▶ [Extrait du document]
◇ ◇ ◇ ◇ ◇

L'Etat du Maharashtra a, il est vrai, été dépassé par le succès des actions de protection des tigres menées ces dernières années à l'intérieur des aires protégées, sans anticiper les conséquences d'une réduction drastique des habitats favorables à l'extérieur des réserves et sanctuaires, notamment au niveau des corridors de dispersion.
Source rapport du WCT de février 2018 sur le développement d'infrastructures linéaires "vertes"

 
La carte ci-dessus extraite du rapport du WCT de février 2018 "A Policy Framework for Connectivity Conservation and Smart Green Linear Infrastructure Development in the Central Indian and Easter Ghats" présente les projets programmés et impactant directement les corridors de liaison des aires protégées.

La carte ci-dessous se focalise sur la région de Tadoba Andhari et représente les différentes infrastructures linéaires projetées, notamment routières, tout autour de la Tiger Reserve.

Dans les forêts entourant Bramhapuri, accolées au Wildlife Sanctuary de Ghodazari, 11 tigresses ayant chacune trois petits ont été dénombrées à l'aide des pièges caméras positionnées dans cette zone ! 44 tigres sur une superficie de 1200 km² comprenant 605 villages, c'est plus que dans la majorité des TR et cela témoigne s'il en était besoin de l'énorme pression exercée sur les territoires que les hommes et les animaux sont supposés se partager !! 

Source Time of India du 22/11/2018
Créer des barrières infranchissables pour les tigres conduira inexorablement à multiplier le cas de tigresses comme Avni, installée dans les forêts clairsemées de Yavatmal à une cinquantaine de kilomètres au nord du Tipeshwar WLS, coupée des habitats favorables et n'ayant d'autre choix que de se rabattre sur des proies faciles occupants les très nombreux villages voisins.

◇ ◇ ◇ ◇ ◇

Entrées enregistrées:
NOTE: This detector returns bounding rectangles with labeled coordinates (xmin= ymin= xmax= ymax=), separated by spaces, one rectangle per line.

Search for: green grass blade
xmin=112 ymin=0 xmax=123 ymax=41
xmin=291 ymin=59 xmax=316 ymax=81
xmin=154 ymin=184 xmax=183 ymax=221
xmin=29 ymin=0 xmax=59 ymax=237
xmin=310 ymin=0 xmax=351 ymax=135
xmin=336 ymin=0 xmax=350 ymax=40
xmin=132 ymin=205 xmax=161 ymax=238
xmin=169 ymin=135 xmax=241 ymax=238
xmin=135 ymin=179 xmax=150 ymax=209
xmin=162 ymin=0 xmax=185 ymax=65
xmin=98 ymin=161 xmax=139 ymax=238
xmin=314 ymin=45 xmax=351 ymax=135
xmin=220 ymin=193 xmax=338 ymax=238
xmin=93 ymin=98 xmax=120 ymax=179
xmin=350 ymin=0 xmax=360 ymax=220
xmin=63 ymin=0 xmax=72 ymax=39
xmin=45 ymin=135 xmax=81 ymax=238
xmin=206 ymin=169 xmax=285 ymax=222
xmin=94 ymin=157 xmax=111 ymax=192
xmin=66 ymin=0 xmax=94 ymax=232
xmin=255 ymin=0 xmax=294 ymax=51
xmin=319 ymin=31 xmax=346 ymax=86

◇ ◇ ◇ ◇ ◇

▶ [Étapes de l'exercice]
• a. Recopiez le passage de l'extrait sur les tigres du Maharashtra, de « Source Time of » à « nombreux villages voisins. ».
• b. Répondez à ces questions d'après l'extrait sur les tigres du Maharashtra :
(i) Combien de tigresses ont été comptées dans les forêts autour de Bramhapuri ?
(ii) Combien de villages se trouvent sur la superficie de 1200 km² ?
(iii) À quelle distance du Tipeshwar WLS se trouvent les forêts de Yavatmal où Avni s'était installée ?
• c. Écrivez la suite de l'extrait sur les tigres du Maharashtra, en reprenant après sa dernière phrase.

▶ [Réponses dans l'ordre]
• a.
Source Time of India du 22/11/2018
Créer des barrières infranchissables pour les tigres conduira inexorablement à multiplier le cas de tigresses comme Avni, installée dans les forêts clairsemées de Yavatmal à une cinquantaine de kilomètres au nord du Tipeshwar WLS, coupée des habitats favorables et n'ayant d'autre choix que de se rabattre sur des proies faciles occupants les très nombreux villages voisins.

• b.
(i) 11 tigresses, ayant chacune trois petits.
(ii) 605 villages.
(iii) À une cinquantaine de kilomètres au nord.

• c.
Dans sa conclusion du documentaire "The Forgotten Tigers" réalisé en 2014, Krishnendu Bose nous livre une vision apocalyptique de tigres errants au beau milieu de villages, sans repères, situation qui pourrait devenir monnaie courante si rien n'est entrepris dans les années qui viennent pour connecter efficacement et de manière concertée avec les populations locales, les habitats dédiés à la faune sauvage et à son "Apex predator".

 S'agissant des infrastructures ferroviaires existantes comme la ligne Chanda- Gondia qui a été réhabilitée en 1999, le South East Central Railway (SECR) concède qu'aucune mesure d'atténuation n'a été programmée et ne sera mise en œuvre. En revanche, pour les lignes nouvelles projetées et notamment celle reliant Wadsa à Gadchiroli, le SECR indique que des mesures d'atténuation seront bien intégrées au programme des travaux comme des passages inférieurs ou supérieurs "vert" (voir exemple ci-dessus d'un "green overpass).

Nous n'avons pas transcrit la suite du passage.